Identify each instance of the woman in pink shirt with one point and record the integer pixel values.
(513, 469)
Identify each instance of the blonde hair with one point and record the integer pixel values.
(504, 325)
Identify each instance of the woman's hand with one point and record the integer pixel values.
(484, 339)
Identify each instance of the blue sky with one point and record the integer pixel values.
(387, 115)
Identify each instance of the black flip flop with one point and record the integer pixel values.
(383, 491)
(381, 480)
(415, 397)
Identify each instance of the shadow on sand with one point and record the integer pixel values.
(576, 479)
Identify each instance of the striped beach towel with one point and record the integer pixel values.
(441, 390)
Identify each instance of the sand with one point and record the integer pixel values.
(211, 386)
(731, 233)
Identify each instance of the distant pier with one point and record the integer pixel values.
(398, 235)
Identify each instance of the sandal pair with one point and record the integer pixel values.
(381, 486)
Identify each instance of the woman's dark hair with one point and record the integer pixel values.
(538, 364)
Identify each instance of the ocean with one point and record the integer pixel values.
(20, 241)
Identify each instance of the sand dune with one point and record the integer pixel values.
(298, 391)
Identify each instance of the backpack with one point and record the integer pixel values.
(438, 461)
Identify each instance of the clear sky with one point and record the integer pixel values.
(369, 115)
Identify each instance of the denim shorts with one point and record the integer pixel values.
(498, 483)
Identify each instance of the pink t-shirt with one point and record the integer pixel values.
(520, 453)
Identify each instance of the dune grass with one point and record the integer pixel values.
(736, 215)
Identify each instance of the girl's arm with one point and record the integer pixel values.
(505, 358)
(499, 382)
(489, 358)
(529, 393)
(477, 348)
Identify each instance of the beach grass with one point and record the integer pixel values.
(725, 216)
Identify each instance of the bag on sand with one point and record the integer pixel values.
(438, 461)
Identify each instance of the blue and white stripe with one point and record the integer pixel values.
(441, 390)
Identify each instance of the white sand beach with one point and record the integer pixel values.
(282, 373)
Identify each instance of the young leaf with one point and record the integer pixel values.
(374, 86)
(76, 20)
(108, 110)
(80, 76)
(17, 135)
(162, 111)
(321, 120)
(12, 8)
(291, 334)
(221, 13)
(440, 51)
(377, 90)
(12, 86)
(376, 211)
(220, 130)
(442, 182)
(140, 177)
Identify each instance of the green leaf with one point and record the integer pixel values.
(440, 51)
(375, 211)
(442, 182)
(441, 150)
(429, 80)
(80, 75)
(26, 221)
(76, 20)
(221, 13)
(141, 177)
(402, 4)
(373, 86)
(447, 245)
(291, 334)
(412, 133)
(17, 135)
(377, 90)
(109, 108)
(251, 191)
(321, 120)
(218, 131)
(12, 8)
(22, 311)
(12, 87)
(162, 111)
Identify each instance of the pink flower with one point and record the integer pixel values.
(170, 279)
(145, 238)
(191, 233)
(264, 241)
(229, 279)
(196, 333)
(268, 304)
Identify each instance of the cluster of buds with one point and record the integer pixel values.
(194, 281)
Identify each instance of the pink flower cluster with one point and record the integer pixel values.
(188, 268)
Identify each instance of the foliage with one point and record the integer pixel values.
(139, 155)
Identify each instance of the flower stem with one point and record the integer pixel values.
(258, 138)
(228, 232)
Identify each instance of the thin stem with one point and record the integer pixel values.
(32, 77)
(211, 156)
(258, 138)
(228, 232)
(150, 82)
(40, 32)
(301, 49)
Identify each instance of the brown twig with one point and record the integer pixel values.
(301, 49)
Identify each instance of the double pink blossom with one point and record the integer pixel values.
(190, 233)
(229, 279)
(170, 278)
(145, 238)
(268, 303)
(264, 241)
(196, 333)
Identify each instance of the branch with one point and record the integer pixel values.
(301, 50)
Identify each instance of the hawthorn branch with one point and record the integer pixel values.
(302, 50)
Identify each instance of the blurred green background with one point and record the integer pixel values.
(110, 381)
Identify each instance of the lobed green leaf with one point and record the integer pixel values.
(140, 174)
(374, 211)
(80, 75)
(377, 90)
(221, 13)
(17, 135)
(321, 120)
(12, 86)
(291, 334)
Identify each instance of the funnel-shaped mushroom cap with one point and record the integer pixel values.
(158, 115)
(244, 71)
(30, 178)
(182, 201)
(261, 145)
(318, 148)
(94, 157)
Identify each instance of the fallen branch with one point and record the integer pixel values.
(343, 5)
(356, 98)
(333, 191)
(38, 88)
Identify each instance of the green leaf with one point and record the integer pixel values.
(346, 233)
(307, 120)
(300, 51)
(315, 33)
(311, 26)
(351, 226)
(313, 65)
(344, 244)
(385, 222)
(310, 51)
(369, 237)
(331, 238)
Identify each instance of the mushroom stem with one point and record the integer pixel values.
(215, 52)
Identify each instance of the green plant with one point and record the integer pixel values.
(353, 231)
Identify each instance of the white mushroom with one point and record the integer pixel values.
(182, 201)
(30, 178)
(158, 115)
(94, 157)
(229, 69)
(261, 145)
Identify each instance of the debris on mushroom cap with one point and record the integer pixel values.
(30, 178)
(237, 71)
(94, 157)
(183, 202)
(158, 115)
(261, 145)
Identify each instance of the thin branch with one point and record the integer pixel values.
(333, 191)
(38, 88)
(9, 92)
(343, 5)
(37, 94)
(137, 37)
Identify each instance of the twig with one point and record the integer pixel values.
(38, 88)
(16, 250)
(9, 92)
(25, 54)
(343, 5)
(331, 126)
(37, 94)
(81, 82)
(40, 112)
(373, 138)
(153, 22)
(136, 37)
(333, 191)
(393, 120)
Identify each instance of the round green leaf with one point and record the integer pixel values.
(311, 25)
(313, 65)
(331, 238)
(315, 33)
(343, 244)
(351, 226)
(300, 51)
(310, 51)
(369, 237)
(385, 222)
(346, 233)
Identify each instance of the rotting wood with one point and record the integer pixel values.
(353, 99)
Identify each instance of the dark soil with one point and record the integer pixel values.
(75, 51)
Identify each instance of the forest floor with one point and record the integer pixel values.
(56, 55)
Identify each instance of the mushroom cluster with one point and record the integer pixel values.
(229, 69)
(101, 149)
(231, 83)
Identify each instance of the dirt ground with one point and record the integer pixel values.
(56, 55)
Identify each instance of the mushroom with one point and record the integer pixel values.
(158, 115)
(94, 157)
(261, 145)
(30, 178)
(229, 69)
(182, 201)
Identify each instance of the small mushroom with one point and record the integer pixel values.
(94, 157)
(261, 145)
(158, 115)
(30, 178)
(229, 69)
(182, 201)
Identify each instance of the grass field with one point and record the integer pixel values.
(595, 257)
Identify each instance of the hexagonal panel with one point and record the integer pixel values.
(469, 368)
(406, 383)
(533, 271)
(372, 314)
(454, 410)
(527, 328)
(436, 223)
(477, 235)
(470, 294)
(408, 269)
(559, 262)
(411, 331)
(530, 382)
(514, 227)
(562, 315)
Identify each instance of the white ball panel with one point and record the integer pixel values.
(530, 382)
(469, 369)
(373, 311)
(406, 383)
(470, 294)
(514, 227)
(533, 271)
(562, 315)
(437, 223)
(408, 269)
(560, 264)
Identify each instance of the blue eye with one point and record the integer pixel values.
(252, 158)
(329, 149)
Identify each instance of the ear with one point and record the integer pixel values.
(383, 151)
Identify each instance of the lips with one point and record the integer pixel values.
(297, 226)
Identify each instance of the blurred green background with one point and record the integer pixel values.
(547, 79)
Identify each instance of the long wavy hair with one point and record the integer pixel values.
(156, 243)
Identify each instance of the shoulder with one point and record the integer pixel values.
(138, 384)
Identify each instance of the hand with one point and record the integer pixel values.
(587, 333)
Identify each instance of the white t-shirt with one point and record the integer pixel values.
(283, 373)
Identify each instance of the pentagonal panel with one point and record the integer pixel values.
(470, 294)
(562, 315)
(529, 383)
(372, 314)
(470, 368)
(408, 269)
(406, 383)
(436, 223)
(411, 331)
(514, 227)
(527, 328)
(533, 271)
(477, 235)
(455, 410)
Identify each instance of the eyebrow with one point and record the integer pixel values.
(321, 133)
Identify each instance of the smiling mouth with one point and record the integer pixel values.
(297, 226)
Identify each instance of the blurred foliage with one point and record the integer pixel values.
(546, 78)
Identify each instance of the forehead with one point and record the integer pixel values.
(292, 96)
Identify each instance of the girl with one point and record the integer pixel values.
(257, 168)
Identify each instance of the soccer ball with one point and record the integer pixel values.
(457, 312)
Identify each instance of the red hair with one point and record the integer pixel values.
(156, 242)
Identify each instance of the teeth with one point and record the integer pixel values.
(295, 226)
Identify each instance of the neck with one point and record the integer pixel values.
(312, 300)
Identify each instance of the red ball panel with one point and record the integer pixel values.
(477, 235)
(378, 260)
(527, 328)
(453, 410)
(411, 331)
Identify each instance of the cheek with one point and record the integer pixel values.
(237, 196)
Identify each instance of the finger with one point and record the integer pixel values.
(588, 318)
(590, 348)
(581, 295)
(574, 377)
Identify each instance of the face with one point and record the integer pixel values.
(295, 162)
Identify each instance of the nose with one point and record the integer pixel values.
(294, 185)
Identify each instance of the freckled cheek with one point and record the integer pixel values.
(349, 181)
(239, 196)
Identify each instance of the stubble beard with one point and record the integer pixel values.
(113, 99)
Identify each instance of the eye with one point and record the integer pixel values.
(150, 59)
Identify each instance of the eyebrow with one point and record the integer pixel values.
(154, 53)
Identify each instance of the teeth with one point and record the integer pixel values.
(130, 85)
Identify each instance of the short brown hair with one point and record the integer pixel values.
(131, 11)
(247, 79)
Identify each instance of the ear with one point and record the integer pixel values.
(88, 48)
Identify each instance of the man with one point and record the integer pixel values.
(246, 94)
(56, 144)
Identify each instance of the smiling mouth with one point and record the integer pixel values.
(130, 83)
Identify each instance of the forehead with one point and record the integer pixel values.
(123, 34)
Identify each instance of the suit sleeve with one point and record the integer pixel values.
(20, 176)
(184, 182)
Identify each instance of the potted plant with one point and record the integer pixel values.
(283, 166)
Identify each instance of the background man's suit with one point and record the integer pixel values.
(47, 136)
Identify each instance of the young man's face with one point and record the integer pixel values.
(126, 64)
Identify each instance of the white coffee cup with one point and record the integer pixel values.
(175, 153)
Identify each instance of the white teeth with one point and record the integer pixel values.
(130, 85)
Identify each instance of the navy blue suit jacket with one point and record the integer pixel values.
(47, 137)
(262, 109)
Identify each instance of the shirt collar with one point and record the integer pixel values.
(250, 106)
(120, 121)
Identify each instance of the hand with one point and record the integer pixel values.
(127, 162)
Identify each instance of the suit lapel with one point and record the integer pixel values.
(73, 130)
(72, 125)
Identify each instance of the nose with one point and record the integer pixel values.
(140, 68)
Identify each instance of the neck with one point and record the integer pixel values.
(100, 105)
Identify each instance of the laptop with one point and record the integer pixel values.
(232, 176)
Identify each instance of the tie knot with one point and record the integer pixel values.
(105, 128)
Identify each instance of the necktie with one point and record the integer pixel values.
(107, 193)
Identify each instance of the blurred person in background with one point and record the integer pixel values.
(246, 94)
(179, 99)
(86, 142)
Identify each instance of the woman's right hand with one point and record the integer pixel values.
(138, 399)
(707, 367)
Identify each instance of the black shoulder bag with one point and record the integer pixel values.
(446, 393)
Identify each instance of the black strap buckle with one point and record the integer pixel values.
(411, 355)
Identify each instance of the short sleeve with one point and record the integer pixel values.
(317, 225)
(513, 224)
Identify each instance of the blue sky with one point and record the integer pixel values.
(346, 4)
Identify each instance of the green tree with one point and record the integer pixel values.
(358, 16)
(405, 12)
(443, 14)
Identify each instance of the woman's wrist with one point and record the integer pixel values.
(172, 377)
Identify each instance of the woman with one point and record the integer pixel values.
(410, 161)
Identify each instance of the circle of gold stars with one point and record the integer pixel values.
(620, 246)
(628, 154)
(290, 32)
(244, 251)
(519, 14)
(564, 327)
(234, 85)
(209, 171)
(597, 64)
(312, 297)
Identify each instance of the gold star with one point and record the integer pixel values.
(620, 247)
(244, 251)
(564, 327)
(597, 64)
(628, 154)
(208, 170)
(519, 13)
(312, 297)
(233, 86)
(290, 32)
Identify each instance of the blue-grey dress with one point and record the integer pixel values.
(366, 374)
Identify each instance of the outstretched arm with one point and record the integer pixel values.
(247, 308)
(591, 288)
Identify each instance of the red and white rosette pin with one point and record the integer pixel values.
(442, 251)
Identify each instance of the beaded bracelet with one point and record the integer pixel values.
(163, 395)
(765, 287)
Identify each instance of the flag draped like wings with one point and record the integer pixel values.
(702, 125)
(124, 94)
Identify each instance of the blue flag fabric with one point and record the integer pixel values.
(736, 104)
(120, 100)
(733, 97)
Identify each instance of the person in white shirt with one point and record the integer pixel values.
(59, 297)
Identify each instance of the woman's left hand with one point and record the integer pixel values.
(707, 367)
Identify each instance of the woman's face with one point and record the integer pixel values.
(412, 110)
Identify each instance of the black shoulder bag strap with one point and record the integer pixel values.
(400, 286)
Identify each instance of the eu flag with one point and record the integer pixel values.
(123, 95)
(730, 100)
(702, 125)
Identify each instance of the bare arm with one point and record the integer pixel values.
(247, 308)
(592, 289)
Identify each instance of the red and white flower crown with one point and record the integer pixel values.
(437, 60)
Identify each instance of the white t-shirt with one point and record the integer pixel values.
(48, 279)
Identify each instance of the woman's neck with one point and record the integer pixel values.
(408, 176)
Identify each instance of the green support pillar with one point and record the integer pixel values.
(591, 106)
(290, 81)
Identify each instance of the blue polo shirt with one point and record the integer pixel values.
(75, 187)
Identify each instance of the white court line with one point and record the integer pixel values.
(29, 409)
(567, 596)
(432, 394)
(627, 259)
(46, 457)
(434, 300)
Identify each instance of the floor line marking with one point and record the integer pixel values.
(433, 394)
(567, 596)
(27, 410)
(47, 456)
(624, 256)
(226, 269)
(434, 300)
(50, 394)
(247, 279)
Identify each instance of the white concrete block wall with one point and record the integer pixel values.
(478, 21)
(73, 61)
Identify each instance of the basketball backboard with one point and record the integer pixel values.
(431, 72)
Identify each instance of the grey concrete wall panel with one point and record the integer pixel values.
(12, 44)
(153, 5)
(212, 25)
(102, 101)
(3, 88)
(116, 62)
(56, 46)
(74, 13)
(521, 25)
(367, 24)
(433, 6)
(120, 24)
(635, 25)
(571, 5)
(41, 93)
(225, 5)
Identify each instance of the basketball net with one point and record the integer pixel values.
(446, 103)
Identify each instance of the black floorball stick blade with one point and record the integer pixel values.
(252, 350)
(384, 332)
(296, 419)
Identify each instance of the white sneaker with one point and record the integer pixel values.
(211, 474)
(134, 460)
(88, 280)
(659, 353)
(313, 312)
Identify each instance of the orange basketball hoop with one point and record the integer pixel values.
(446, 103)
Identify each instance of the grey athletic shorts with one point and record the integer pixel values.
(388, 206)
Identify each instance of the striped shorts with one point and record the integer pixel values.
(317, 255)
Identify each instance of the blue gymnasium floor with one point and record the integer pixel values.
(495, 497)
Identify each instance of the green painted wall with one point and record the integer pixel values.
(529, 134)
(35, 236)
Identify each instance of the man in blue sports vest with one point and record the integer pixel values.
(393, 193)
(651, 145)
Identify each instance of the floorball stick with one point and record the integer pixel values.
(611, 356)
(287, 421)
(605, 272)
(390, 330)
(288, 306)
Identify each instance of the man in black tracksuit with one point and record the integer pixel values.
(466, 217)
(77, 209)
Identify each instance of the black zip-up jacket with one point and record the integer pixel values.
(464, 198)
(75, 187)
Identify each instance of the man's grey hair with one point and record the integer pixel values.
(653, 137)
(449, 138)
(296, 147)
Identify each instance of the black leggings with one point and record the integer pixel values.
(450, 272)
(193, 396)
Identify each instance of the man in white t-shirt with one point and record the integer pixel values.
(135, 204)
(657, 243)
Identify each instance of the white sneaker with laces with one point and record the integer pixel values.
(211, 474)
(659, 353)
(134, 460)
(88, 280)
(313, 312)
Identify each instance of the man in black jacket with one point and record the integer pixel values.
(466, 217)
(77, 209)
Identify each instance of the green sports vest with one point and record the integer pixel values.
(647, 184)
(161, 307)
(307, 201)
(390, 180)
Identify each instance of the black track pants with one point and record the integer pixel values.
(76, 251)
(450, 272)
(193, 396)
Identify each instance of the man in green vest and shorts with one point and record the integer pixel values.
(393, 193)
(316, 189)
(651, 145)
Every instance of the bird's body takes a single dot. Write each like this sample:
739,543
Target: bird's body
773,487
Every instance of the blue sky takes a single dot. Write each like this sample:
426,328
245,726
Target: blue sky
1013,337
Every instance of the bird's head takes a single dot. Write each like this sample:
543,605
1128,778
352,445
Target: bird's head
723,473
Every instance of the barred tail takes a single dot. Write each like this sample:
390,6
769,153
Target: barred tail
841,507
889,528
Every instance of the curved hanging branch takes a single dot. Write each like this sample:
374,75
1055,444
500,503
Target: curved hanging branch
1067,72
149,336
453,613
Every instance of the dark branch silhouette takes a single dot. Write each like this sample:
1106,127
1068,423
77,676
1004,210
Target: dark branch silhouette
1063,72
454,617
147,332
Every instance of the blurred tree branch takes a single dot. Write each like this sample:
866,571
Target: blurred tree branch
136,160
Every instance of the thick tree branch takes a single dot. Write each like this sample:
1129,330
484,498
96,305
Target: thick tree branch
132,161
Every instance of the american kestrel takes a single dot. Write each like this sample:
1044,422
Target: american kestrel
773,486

EXERCISE REQUIREMENTS:
Quote the line that contains "Identify each instance of the green sports" and each line after it through the end of the data, exactly, leaving out everything else.

EXPECTED ANSWER:
Identify each instance of the green sports vest with one point and record the integer pixel values.
(647, 184)
(161, 307)
(307, 201)
(390, 180)
Identify each instance of the black track pants with one point and record the integer pixel values.
(76, 251)
(450, 272)
(193, 396)
Identify each instance of the man in green vest and shorts with one point and record the integer pixel values.
(393, 193)
(316, 189)
(651, 145)
Every instance of the bird's body takes a single dot. Write each like this sample:
739,543
Target: bird's body
773,487
Every instance of the blue sky takes a single dot. Write each like this sample:
426,328
245,726
Target: blue sky
1013,337
Every instance of the bird's head takes a single dot. Write each like this sample:
543,605
1128,778
352,445
Target: bird's head
723,473
Every instance of the barred tail takes a single dot. Write each like this sample:
390,6
769,153
Target: barred tail
841,507
889,528
Every instance of the curved hanging branch takes a single dot. Write each like this sample:
374,75
1055,444
500,503
Target: curved hanging branch
1067,72
149,336
453,613
Every instance of the dark branch silhouette takes a single dot. Write each like this sample:
1106,127
1068,423
77,676
1004,210
Target: dark branch silhouette
1063,72
454,617
147,332
Every instance of the blurred tree branch takes a single dot. Write each like this sample:
866,571
Target: blurred tree branch
136,160
Every instance of the thick tree branch takes a single dot. Write each like this sample:
1129,330
484,498
96,305
Target: thick tree branch
132,161
Every instance of the american kestrel takes a single dot. Write each like this sample:
1044,422
Target: american kestrel
773,486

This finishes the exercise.